- **WHAT THE TASK ASKS**:
Report each line in the rows below that contains the string "white", copying every such line in full. The match is case-sensitive.

#####

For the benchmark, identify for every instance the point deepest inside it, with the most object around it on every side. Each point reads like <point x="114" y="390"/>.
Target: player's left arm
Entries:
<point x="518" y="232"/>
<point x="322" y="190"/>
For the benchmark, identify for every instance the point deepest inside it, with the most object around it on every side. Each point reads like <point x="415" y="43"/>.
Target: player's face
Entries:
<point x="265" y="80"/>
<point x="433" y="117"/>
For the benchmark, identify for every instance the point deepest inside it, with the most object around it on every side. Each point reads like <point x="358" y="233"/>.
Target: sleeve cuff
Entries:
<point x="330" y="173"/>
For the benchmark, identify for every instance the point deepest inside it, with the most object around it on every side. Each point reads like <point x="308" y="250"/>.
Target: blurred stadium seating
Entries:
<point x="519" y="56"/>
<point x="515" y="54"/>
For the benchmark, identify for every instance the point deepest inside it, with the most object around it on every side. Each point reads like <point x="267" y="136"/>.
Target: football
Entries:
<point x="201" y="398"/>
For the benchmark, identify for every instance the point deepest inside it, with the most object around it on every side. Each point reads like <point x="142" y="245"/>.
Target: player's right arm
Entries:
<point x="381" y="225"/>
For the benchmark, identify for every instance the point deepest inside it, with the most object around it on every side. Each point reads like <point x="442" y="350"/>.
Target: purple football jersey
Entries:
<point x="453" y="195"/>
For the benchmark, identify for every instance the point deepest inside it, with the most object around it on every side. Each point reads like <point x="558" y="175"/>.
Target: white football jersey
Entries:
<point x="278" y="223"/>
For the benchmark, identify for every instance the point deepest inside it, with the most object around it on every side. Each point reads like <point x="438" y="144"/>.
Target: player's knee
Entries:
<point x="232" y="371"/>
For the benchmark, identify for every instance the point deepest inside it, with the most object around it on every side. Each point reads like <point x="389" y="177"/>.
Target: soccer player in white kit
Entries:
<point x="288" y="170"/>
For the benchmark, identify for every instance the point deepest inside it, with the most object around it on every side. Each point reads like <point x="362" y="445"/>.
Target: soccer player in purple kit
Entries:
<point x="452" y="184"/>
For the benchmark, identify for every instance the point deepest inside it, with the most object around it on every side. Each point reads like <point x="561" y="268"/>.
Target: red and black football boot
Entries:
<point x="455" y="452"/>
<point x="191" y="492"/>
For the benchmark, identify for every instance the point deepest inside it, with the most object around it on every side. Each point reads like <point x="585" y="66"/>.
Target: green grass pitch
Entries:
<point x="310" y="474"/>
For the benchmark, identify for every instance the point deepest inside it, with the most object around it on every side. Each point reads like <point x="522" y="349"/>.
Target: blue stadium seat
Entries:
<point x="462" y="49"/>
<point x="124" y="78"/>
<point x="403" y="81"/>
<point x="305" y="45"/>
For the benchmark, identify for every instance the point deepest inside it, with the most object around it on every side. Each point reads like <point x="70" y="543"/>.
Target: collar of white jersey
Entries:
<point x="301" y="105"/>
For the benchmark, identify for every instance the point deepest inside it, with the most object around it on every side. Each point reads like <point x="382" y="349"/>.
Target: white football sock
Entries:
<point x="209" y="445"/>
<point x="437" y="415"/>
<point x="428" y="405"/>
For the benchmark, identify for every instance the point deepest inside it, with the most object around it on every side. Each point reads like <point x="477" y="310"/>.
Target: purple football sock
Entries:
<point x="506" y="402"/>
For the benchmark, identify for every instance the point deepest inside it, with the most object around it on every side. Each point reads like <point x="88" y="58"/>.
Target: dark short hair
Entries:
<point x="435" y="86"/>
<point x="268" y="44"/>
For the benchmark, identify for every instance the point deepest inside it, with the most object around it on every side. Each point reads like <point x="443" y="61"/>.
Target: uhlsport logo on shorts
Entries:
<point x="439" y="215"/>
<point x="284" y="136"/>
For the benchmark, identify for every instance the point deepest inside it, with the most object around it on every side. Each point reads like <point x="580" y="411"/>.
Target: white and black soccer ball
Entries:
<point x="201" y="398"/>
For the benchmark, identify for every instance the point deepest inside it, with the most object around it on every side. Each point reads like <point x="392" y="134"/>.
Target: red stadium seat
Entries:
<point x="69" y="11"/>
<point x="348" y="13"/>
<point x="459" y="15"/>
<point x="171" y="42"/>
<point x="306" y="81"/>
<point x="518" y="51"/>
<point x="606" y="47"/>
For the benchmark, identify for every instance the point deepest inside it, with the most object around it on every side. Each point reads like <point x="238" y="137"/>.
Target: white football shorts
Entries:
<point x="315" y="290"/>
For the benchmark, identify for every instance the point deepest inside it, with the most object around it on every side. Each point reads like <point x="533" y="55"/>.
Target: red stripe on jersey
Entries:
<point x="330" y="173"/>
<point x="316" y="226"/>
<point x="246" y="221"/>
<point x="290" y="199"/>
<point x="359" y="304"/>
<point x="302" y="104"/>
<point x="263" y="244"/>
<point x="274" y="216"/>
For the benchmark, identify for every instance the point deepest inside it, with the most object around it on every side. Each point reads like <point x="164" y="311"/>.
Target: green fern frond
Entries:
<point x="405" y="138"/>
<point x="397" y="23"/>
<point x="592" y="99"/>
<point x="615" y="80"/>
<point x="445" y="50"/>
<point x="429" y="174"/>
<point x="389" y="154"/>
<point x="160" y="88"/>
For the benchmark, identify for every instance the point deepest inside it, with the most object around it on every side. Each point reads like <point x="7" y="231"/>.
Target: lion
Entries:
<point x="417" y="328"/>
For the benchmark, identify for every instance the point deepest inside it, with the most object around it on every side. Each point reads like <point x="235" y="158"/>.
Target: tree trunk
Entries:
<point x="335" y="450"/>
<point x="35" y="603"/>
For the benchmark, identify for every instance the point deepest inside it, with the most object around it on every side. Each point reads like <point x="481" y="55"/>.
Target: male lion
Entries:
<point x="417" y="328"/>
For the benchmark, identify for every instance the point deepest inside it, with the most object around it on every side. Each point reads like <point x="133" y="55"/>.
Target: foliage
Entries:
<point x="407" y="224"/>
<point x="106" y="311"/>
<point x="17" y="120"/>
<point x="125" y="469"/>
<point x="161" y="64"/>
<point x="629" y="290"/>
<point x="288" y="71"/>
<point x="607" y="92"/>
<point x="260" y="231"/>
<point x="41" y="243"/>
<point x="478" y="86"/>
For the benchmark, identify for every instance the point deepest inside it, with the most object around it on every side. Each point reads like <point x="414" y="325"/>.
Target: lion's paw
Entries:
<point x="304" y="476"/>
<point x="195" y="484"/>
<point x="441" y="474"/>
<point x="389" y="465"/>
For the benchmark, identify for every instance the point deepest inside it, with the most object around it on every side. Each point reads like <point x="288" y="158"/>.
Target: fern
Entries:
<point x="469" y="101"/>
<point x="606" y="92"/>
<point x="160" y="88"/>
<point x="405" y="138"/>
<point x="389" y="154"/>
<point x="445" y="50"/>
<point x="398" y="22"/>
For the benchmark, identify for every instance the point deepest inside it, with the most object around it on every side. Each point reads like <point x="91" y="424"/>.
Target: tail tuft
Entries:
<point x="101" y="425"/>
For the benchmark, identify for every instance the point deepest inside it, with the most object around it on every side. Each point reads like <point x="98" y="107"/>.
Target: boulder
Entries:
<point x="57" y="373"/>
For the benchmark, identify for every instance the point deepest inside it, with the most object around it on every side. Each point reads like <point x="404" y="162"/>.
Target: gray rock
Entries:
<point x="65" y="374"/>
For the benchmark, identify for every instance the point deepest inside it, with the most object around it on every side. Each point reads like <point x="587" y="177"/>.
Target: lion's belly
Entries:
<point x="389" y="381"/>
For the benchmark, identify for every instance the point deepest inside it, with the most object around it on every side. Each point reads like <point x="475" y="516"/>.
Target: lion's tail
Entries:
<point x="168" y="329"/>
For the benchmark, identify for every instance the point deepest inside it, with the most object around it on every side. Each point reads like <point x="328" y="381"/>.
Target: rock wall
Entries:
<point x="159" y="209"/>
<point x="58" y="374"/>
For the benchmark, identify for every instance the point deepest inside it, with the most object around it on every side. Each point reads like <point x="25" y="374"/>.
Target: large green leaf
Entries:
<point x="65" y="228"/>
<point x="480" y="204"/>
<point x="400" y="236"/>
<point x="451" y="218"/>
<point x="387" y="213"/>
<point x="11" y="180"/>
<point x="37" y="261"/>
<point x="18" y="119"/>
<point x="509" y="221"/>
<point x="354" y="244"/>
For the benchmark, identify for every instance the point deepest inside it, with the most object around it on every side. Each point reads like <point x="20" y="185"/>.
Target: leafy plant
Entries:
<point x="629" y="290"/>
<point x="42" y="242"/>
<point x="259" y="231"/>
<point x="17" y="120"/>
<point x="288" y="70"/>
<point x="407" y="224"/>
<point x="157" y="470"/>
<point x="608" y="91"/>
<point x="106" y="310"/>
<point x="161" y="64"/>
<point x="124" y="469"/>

#####

- **CORRECT ANSWER**:
Target: white football jersey
Target: soccer player in white kit
Target: collar of white jersey
Target: white football sock
Target: white and black soccer ball
Target: white football shorts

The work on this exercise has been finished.